* Input records:
....

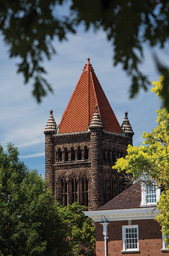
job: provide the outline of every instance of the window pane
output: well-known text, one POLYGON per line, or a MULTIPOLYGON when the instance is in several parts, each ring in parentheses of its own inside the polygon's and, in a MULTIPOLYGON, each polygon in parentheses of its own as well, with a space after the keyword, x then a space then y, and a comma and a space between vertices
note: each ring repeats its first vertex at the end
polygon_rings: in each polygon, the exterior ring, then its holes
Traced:
POLYGON ((137 248, 137 228, 126 228, 125 233, 125 249, 137 248))

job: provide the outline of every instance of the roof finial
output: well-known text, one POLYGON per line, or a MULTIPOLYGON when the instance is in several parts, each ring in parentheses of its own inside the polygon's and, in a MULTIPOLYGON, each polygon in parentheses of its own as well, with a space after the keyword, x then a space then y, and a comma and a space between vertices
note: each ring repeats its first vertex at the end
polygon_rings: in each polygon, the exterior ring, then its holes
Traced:
POLYGON ((126 111, 124 114, 125 114, 125 117, 127 117, 128 118, 128 116, 127 116, 128 112, 127 112, 127 111, 126 111))

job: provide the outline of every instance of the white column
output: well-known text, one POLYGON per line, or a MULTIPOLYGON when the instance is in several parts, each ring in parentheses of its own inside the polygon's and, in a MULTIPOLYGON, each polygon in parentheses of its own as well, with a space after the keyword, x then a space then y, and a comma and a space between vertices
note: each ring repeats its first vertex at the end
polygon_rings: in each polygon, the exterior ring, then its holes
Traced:
POLYGON ((105 222, 104 223, 100 223, 101 225, 103 225, 103 234, 104 236, 104 251, 105 251, 105 256, 107 256, 107 239, 108 238, 107 237, 107 226, 109 224, 108 222, 106 222, 106 220, 104 216, 103 216, 103 219, 104 220, 105 222))

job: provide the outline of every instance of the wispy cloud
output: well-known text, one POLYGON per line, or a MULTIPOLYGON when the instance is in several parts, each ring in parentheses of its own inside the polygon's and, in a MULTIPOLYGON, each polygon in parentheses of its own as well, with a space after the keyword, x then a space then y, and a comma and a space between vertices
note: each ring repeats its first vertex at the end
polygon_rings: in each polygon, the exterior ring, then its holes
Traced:
POLYGON ((32 154, 32 155, 29 155, 28 156, 20 156, 19 158, 20 159, 26 159, 26 158, 32 158, 33 157, 43 157, 45 155, 44 152, 32 154))

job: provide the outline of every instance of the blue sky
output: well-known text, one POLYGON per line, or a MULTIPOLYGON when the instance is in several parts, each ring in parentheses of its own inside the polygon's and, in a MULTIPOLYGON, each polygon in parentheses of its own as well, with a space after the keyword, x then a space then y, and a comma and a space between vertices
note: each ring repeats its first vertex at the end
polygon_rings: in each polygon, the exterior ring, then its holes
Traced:
MULTIPOLYGON (((11 142, 18 147, 20 158, 31 169, 45 174, 43 131, 52 109, 58 124, 90 56, 91 63, 120 124, 124 112, 134 132, 134 145, 139 146, 144 131, 151 132, 156 125, 155 111, 160 106, 159 99, 151 92, 141 91, 134 99, 129 99, 130 78, 120 65, 113 66, 112 47, 100 30, 85 32, 82 27, 76 35, 68 35, 68 40, 53 45, 57 54, 51 60, 45 60, 48 72, 46 78, 54 89, 38 104, 32 96, 31 82, 25 86, 21 74, 16 74, 17 58, 10 59, 8 46, 0 36, 0 142, 5 149, 11 142)), ((155 49, 162 62, 167 64, 168 50, 155 49)), ((151 81, 158 81, 160 74, 153 63, 153 52, 145 47, 145 60, 141 66, 151 81)))

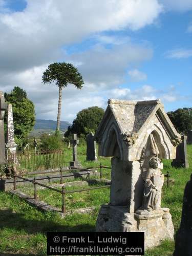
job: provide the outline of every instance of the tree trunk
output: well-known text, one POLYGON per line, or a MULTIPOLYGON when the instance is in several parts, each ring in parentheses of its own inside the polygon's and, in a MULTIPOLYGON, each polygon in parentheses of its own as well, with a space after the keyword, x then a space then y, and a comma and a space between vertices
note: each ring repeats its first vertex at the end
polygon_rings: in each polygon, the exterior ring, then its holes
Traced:
POLYGON ((61 109, 61 91, 62 87, 59 87, 59 101, 58 103, 58 112, 57 112, 57 127, 56 132, 60 130, 60 113, 61 109))

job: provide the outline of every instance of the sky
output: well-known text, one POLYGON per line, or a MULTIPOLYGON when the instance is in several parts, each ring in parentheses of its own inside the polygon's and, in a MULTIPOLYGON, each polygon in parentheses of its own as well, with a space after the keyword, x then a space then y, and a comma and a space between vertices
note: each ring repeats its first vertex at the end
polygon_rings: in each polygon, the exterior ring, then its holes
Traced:
POLYGON ((192 0, 0 0, 0 90, 26 91, 36 119, 56 120, 55 62, 84 81, 62 90, 62 121, 109 98, 192 106, 192 0))

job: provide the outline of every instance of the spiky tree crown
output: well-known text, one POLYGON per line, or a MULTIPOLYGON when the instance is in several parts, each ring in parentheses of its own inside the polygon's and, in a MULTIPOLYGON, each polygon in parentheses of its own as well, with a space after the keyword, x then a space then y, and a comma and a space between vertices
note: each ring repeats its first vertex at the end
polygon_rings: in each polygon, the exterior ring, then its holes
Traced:
POLYGON ((51 84, 55 82, 59 87, 66 87, 68 83, 81 89, 84 83, 81 75, 72 64, 55 62, 50 64, 42 76, 44 83, 51 84))

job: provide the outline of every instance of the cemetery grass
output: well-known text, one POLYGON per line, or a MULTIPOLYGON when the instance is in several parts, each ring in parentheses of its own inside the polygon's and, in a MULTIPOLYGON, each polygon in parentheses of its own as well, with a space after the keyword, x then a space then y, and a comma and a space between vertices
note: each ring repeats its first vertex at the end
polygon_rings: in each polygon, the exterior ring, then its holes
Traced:
MULTIPOLYGON (((85 147, 79 146, 78 148, 78 158, 83 166, 91 167, 98 165, 95 163, 87 162, 86 161, 85 147)), ((170 185, 169 188, 164 185, 162 191, 162 207, 168 207, 172 215, 172 219, 175 231, 179 227, 184 188, 186 183, 190 179, 190 175, 192 173, 192 145, 187 146, 188 160, 189 166, 188 169, 175 168, 171 166, 170 162, 164 161, 163 172, 166 174, 169 171, 171 178, 175 180, 174 185, 170 185)), ((69 160, 71 160, 71 153, 69 153, 69 160)), ((102 164, 110 166, 109 158, 101 158, 102 164)), ((106 178, 110 177, 110 170, 103 169, 103 177, 106 178)), ((165 178, 165 183, 166 179, 165 178)), ((165 184, 166 185, 166 184, 165 184)), ((69 189, 72 189, 73 187, 69 189)), ((73 187, 73 189, 74 187, 73 187)), ((77 188, 77 187, 75 187, 77 188)), ((38 210, 35 208, 29 205, 24 200, 19 199, 16 196, 12 196, 8 193, 0 193, 0 254, 38 254, 46 255, 47 231, 95 231, 95 223, 98 215, 98 210, 100 204, 104 203, 105 200, 109 199, 109 194, 106 195, 108 188, 93 190, 94 193, 100 191, 99 199, 98 202, 93 202, 97 205, 95 211, 92 214, 79 215, 77 214, 68 216, 66 218, 61 219, 56 213, 45 213, 38 210), (101 191, 101 190, 103 190, 101 191), (101 198, 102 200, 101 200, 101 198), (99 202, 100 201, 100 202, 99 202)), ((43 195, 47 189, 42 189, 43 195)), ((52 192, 51 192, 52 193, 52 192)), ((73 196, 77 198, 73 198, 73 200, 77 200, 77 203, 72 205, 72 203, 68 201, 66 206, 77 207, 86 207, 90 205, 89 203, 82 201, 78 202, 81 198, 82 194, 87 193, 87 196, 90 192, 74 193, 73 196), (77 195, 75 195, 77 194, 77 195), (78 195, 79 194, 79 195, 78 195), (70 204, 71 204, 70 205, 70 204), (81 206, 81 205, 83 205, 81 206)), ((109 192, 108 192, 109 193, 109 192)), ((58 194, 58 193, 56 193, 58 194)), ((70 194, 69 194, 70 195, 70 194)), ((85 194, 86 195, 86 194, 85 194)), ((56 196, 56 195, 55 195, 56 196)), ((50 203, 53 203, 53 201, 55 196, 49 197, 50 203)), ((61 197, 58 194, 58 196, 61 197)), ((94 194, 92 196, 94 197, 94 194)), ((49 197, 47 197, 48 200, 49 197)), ((83 198, 85 200, 87 196, 83 198)), ((88 197, 89 198, 89 197, 88 197)), ((86 201, 86 200, 85 200, 86 201)), ((91 200, 90 200, 90 201, 91 200)), ((60 202, 58 203, 60 207, 60 202)), ((163 256, 172 255, 174 250, 174 242, 170 241, 164 241, 160 245, 153 249, 147 250, 145 255, 147 256, 163 256)))

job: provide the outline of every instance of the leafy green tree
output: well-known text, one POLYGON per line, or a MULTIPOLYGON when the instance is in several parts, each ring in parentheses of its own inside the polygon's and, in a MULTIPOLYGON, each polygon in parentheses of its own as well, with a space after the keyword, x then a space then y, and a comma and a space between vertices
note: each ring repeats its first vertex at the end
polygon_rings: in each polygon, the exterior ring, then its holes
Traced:
POLYGON ((65 134, 66 137, 72 133, 86 135, 90 132, 95 133, 104 115, 104 110, 98 106, 92 106, 85 109, 77 115, 72 126, 68 126, 65 134))
POLYGON ((62 89, 68 84, 73 84, 75 88, 81 89, 84 83, 81 75, 72 64, 66 62, 55 62, 50 64, 44 72, 42 82, 50 85, 55 82, 59 87, 59 99, 57 120, 56 133, 59 131, 61 108, 62 89))
POLYGON ((192 129, 192 108, 178 109, 167 113, 177 132, 186 135, 192 129))
POLYGON ((10 93, 5 93, 4 96, 6 102, 13 106, 15 142, 20 150, 27 143, 29 133, 35 124, 34 105, 27 98, 26 92, 18 87, 10 93))

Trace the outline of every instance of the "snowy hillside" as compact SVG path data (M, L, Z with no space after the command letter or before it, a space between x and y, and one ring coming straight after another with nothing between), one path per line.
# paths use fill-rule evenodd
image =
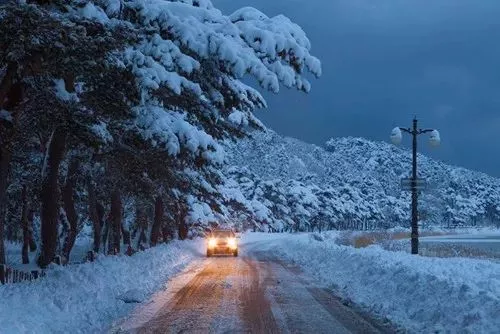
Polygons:
M400 179L411 152L384 142L335 138L325 148L275 132L226 144L227 173L260 222L274 229L409 225ZM441 226L498 225L500 180L419 156L421 220Z

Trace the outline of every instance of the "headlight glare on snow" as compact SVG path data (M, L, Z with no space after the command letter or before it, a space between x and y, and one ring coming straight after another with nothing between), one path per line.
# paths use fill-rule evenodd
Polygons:
M235 238L229 238L229 239L227 239L227 244L231 248L236 248L236 239Z
M217 246L217 240L215 238L208 239L208 247L214 248Z

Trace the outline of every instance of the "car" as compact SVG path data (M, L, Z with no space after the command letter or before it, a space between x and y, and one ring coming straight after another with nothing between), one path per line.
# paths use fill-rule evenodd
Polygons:
M212 255L238 256L238 242L232 230L217 229L208 234L207 257Z

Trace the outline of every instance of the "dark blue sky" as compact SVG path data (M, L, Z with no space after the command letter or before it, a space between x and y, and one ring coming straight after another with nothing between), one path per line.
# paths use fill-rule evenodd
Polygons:
M388 140L394 126L437 128L426 154L500 176L499 0L212 0L229 14L252 6L298 23L323 76L306 95L265 94L259 117L322 145L330 137ZM406 138L403 145L409 145Z

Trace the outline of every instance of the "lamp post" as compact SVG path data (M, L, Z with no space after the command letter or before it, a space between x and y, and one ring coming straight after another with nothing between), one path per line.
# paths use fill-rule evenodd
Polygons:
M403 132L412 136L412 173L410 178L411 188L411 253L418 254L418 188L422 186L423 180L417 175L417 136L430 133L429 142L432 146L438 146L441 142L439 132L435 129L419 129L417 118L413 119L412 128L396 127L391 132L391 141L398 145L403 139Z

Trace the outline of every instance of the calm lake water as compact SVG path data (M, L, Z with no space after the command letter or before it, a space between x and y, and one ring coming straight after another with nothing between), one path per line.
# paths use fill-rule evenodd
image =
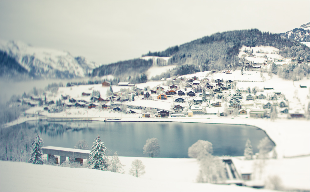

....

* Aim of the task:
Copy out every line above that contains the string "blue". Case counts, so a line matches only if the letters match in upper and lower case too.

* Reply:
job: provide the outline of every instance of the blue sky
Trace the outline of every instance of the "dark blue sky" as compact SVG path data (M, L, Z with no space after the command letter or before it, a space between x and y, and one ring coming straight after another with nothing between), one path per line.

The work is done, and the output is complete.